_Document_
----

This appeal arises pursuant to the Texas Workers’ Compensation Act, TEX. LAB. CODE ANN. § 401.001 et seq. (1989 Act). A contested case hearing was held on January 7, 2004. The hearing officer resolved the disputed issues by deciding that appellant/cross-respondent (claimant herein) injured his back in the course and scope of his employment on ______________; that respondent/cross-appellant self-insured (carrier herein) is relieved from liability under Section 409.002, because claimant failed to timely notify his employer pursuant to Section 409.001; and that because claimant did not timely notify his employer as required by Section 409.001, the back injury he sustained on ______________, is not compensable. Claimant appealed the determination that he did not timely notify his employer of the claimed injury on sufficiency grounds. Carrier responded, urging affirmance. Carrier appealed, asserting that the hearing officer’s determination that claimant sustained a “compensable injury on ______________,” is wrong as a matter of law. The appeal file does not contain a response from claimant.
DECISION
We affirm.

----

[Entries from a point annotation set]
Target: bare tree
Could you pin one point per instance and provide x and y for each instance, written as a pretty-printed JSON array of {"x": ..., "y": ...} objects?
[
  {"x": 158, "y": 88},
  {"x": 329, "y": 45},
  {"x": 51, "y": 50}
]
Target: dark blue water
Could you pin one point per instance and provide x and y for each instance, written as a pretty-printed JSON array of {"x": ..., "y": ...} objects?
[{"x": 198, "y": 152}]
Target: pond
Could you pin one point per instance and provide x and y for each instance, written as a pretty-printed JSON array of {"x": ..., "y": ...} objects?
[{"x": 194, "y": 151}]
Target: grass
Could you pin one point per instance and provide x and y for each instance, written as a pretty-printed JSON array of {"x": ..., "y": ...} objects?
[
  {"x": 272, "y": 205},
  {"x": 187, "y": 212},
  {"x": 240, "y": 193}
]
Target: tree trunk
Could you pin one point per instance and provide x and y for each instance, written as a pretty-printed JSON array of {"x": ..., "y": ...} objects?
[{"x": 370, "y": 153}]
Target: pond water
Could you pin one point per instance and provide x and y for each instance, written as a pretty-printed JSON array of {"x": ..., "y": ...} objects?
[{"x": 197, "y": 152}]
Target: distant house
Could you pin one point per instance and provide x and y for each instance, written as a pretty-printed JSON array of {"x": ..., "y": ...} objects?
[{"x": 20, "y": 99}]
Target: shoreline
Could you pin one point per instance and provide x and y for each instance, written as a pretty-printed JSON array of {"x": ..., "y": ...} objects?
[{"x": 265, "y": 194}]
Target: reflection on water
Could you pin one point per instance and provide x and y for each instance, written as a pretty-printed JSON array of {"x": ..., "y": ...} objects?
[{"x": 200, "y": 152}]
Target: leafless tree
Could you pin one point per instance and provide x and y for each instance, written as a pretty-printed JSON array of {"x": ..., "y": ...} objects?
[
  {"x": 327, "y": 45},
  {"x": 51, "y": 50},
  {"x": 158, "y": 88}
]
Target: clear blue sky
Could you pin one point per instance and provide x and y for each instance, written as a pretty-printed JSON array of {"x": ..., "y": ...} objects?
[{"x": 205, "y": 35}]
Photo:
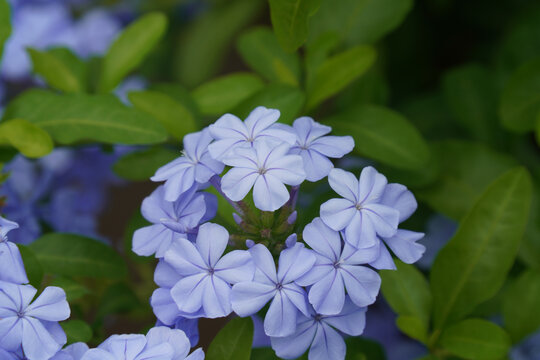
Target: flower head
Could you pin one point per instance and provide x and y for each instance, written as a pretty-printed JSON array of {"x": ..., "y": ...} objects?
[{"x": 266, "y": 169}]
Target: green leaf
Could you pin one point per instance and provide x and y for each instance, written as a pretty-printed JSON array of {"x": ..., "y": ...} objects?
[
  {"x": 359, "y": 21},
  {"x": 77, "y": 331},
  {"x": 476, "y": 339},
  {"x": 472, "y": 267},
  {"x": 29, "y": 139},
  {"x": 141, "y": 165},
  {"x": 290, "y": 21},
  {"x": 175, "y": 117},
  {"x": 261, "y": 51},
  {"x": 383, "y": 135},
  {"x": 233, "y": 342},
  {"x": 204, "y": 45},
  {"x": 520, "y": 100},
  {"x": 520, "y": 301},
  {"x": 76, "y": 117},
  {"x": 74, "y": 290},
  {"x": 467, "y": 171},
  {"x": 287, "y": 99},
  {"x": 130, "y": 48},
  {"x": 338, "y": 71},
  {"x": 34, "y": 270},
  {"x": 75, "y": 255},
  {"x": 5, "y": 23},
  {"x": 55, "y": 72},
  {"x": 223, "y": 94}
]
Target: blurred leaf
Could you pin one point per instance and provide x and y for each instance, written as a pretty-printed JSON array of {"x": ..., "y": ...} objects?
[
  {"x": 130, "y": 48},
  {"x": 287, "y": 99},
  {"x": 223, "y": 94},
  {"x": 338, "y": 71},
  {"x": 34, "y": 270},
  {"x": 472, "y": 267},
  {"x": 471, "y": 92},
  {"x": 55, "y": 72},
  {"x": 77, "y": 331},
  {"x": 75, "y": 255},
  {"x": 520, "y": 100},
  {"x": 5, "y": 23},
  {"x": 174, "y": 117},
  {"x": 75, "y": 117},
  {"x": 141, "y": 165},
  {"x": 261, "y": 51},
  {"x": 476, "y": 339},
  {"x": 290, "y": 21},
  {"x": 467, "y": 170},
  {"x": 203, "y": 47},
  {"x": 359, "y": 21},
  {"x": 522, "y": 300},
  {"x": 30, "y": 140},
  {"x": 233, "y": 342},
  {"x": 383, "y": 135}
]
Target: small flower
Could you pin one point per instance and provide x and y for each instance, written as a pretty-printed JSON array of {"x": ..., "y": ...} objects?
[
  {"x": 338, "y": 268},
  {"x": 231, "y": 133},
  {"x": 32, "y": 325},
  {"x": 315, "y": 148},
  {"x": 171, "y": 220},
  {"x": 287, "y": 297},
  {"x": 195, "y": 166},
  {"x": 206, "y": 275},
  {"x": 319, "y": 333},
  {"x": 11, "y": 264},
  {"x": 266, "y": 169},
  {"x": 361, "y": 212}
]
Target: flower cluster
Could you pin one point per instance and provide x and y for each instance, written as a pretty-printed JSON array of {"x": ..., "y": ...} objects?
[{"x": 309, "y": 292}]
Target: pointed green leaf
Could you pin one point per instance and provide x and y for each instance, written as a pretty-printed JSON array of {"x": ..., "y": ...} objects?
[
  {"x": 476, "y": 339},
  {"x": 76, "y": 117},
  {"x": 233, "y": 342},
  {"x": 130, "y": 48},
  {"x": 383, "y": 135},
  {"x": 472, "y": 267},
  {"x": 31, "y": 140}
]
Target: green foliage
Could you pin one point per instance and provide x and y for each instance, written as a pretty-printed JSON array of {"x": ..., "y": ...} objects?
[
  {"x": 174, "y": 116},
  {"x": 383, "y": 135},
  {"x": 75, "y": 255},
  {"x": 130, "y": 48},
  {"x": 520, "y": 100},
  {"x": 476, "y": 339},
  {"x": 261, "y": 51},
  {"x": 233, "y": 342},
  {"x": 338, "y": 71},
  {"x": 72, "y": 118},
  {"x": 290, "y": 21},
  {"x": 141, "y": 165},
  {"x": 223, "y": 94},
  {"x": 472, "y": 267},
  {"x": 522, "y": 300},
  {"x": 77, "y": 331},
  {"x": 29, "y": 139}
]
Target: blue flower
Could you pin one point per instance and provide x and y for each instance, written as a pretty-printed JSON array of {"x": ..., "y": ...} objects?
[
  {"x": 360, "y": 212},
  {"x": 206, "y": 275},
  {"x": 337, "y": 267},
  {"x": 319, "y": 334},
  {"x": 171, "y": 220},
  {"x": 287, "y": 297},
  {"x": 11, "y": 264},
  {"x": 266, "y": 169},
  {"x": 195, "y": 166},
  {"x": 315, "y": 148},
  {"x": 32, "y": 325},
  {"x": 231, "y": 133}
]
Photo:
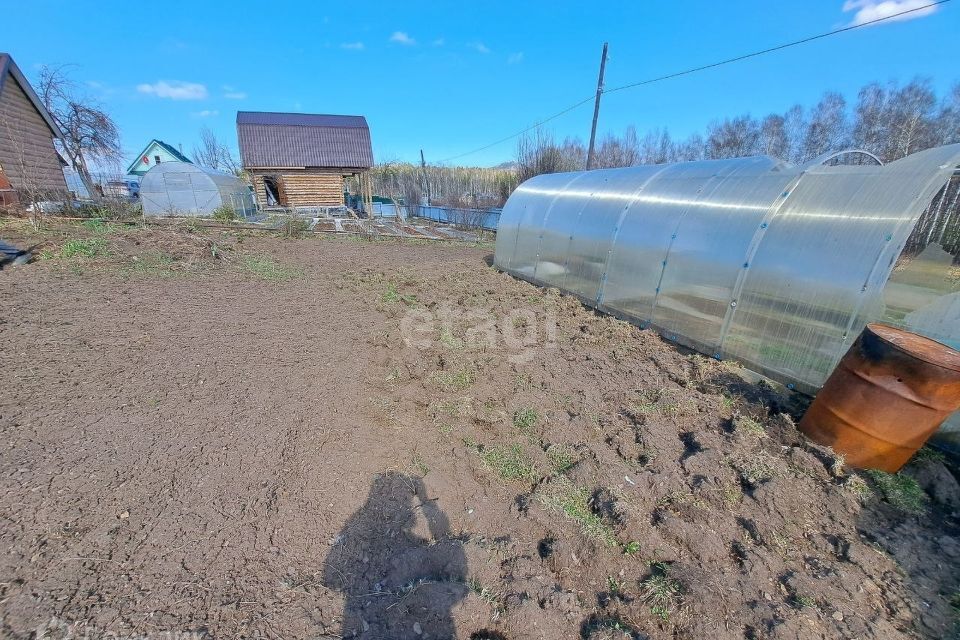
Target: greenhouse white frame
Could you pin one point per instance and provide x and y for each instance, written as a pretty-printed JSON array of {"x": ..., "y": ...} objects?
[
  {"x": 186, "y": 189},
  {"x": 777, "y": 266}
]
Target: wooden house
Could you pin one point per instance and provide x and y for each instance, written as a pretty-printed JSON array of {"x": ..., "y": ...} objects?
[
  {"x": 301, "y": 160},
  {"x": 28, "y": 158}
]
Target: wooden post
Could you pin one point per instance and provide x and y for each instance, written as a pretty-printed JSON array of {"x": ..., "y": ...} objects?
[
  {"x": 596, "y": 109},
  {"x": 426, "y": 179}
]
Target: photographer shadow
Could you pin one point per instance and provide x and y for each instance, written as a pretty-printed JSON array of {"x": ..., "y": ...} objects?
[{"x": 397, "y": 584}]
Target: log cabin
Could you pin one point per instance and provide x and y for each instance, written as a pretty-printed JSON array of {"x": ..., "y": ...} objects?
[
  {"x": 28, "y": 158},
  {"x": 301, "y": 159}
]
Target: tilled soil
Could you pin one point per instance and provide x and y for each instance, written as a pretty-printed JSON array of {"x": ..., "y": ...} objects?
[{"x": 220, "y": 435}]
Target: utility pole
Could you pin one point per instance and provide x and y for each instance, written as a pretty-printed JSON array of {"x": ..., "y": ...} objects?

----

_Directives_
(A) According to the appeal decision, on what date was the contested case hearing held?
(B) Return, word for word, everything in the listing from the line containing "Target: utility pole" down to the end of the listing.
The listing has no connection to the appeal decision.

_Task solutions_
(A) January 7, 2004.

(B)
Target: utility pole
Could you pin one point per instance and provide x and y for each instance, written as a pretty-printed JSON array of {"x": ..., "y": ...} objects?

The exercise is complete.